Your assignment:
With no omissions, write out every record given below.

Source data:
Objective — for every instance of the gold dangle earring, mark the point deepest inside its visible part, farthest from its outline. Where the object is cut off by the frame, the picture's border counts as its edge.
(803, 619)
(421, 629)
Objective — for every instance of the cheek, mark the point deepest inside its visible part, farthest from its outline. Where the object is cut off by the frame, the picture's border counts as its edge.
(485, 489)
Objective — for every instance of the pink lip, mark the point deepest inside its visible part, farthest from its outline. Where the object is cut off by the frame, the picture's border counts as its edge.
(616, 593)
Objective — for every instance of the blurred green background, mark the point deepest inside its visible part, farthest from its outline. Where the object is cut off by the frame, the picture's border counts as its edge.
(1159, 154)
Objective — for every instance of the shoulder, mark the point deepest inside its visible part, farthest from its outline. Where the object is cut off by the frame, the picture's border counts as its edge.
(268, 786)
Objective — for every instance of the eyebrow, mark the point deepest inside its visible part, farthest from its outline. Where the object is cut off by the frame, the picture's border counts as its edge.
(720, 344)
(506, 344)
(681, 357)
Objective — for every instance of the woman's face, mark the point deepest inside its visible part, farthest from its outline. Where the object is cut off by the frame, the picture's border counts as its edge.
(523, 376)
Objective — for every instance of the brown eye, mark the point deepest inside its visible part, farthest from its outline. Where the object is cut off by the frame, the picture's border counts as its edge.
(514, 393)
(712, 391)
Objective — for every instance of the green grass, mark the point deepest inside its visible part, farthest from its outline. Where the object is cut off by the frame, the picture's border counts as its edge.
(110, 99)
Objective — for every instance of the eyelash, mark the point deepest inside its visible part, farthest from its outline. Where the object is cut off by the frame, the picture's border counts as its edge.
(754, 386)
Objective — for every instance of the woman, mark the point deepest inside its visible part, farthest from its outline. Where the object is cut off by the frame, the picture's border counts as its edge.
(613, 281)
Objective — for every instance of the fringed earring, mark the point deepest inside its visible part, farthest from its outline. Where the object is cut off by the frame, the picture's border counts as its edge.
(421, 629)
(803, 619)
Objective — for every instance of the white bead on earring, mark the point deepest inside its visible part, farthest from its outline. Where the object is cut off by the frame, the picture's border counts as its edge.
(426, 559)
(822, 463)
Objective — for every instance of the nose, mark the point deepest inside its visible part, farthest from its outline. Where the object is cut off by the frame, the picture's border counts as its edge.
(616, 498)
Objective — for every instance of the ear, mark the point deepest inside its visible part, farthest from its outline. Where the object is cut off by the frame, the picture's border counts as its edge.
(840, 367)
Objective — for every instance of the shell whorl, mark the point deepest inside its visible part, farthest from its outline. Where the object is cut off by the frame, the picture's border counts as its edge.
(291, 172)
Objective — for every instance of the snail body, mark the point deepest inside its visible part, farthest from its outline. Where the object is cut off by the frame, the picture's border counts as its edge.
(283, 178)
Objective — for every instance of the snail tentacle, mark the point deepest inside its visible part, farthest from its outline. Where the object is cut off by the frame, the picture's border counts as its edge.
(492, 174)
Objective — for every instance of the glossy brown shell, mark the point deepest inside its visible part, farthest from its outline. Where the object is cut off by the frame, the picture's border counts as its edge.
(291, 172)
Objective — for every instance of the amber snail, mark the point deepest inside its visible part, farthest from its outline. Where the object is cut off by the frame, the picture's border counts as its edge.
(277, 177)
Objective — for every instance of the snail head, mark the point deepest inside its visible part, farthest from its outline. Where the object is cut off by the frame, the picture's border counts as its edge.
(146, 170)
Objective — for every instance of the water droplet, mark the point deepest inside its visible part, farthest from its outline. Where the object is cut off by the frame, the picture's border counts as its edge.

Output below:
Objective — for every instance of the gold dangle earring, mark the point deepest inside its visible part, farthest from its outline. Where the object is cut off by the frame, the picture's border counts as its edge.
(803, 619)
(421, 629)
Objective — for every instance of the cheek, mark the point deepest inside its visible part, farthest from its outline. Where the object is cut off by the frame, the picture's border counts as its edge.
(485, 489)
Objective — for every instance of the pink lip, mark the point deepest inside its visible part, farthest from its outline. Where the object is cut off by the frame, the picture's border counts as its edge.
(616, 593)
Objective — for every instance of the blurred green background, mark the point deepest inside its visible part, farthest from its outline. Where the object is cut off by the frame, the picture's border counts as its edge.
(1159, 154)
Objective — for every instance of the shoulder, mark the point deepest inside its visible part, farthest from its outline. Where the object is cut off by the frame, the picture's border counts as its edge.
(268, 786)
Objective — for every instance of the eyebrow, mark the point deepest inside its visible part, farthest from its outline. Where the object is cut off by the frame, the picture's border counts as its edge.
(720, 344)
(506, 344)
(681, 357)
Objective — for every instance of the woman's face, mark the point deepest inside its visible part, farthest from its outline. Where the object is cut off by the frame, the picture's border counts as its edge.
(523, 376)
Objective — for every instance of the brown eye, mark the point deepest inside its visible part, farthest from its outline. Where the object is cut off by the frame, the picture's border counts as its edge.
(514, 393)
(712, 391)
Objective — for every instance of the green grass, mark the point deepest inside its visible part, farthest from its outline. Where the object is cut off by the frame, the picture's border counts as its edge.
(110, 99)
Objective — for every instance of the eyelash, mark the point deepest inside its visible part, farthest from its outline. Where the object is cut off by the frame, the picture's border counts as its edge.
(754, 386)
Objective — for every instance of the woman, mark the point deepest inside its visible part, farthest from its outline. Where the object is cut off by the frame, the picture's border counts as its edge.
(613, 281)
Objective — for every instance of the fringed earring, mark the point deepest inside its visible part, farthest from its outline. Where the object is cut off by the frame, the picture's border counts as its edge.
(421, 629)
(803, 619)
Objective — for every instance of the white bead on earring, mark the point deepest inside its visible part, farthest from its outline. Where the object is cut off by the frame, the picture's border counts as its edge.
(426, 559)
(822, 463)
Objective — for every instance of the nose, mark the point deepest inside its visible part, farthest from its outline. Where the object is cut off by the frame, the picture's border counts as its edge.
(616, 498)
Objective — for every instance of the ear, mark the point deepest inside its visible part, farthest from its outline. Where the object is cut off by the frame, the picture's border counts as its edge.
(840, 367)
Objective — for every instance of the shell whorl, mark the point deepest inside its visible part, farthest from its outline. Where the object is cut off by the frame, the picture's border counts as its edge.
(291, 172)
Objective — for every instance of the snail body, mark the point deepest inside its visible part, farthest from its outline. Where the object is cut off by the frame, the picture's border counts as its edge.
(283, 178)
Objective — for every instance of the snail tentacle, mark the point deepest inside its visible part, farthest from its outline. Where the object is cut off by the frame, the picture's border counts as its edge.
(492, 174)
Objective — for every instance of the glossy brown shell, mark the point deepest inside its visible part, farthest from its outline. Where the object is cut off by the frame, the picture's border counts as its edge.
(291, 172)
Objective — for every instance of the amber snail, mark the point deepest inside its visible part, farthest from its outline. Where the object is cut off by the frame, the picture's border counts as its edge.
(277, 177)
Objective — for every instance of the snail head, mark the point deepest inside its visible part, farthest from its outline. Where the object is cut off by the frame, the picture's border counts as its edge.
(146, 170)
Objective — for every instance of the water droplet, mark the point deepest inside its visible part, farthest from its outline. Where the object is cut off by the frame, the picture's border counts as its edge.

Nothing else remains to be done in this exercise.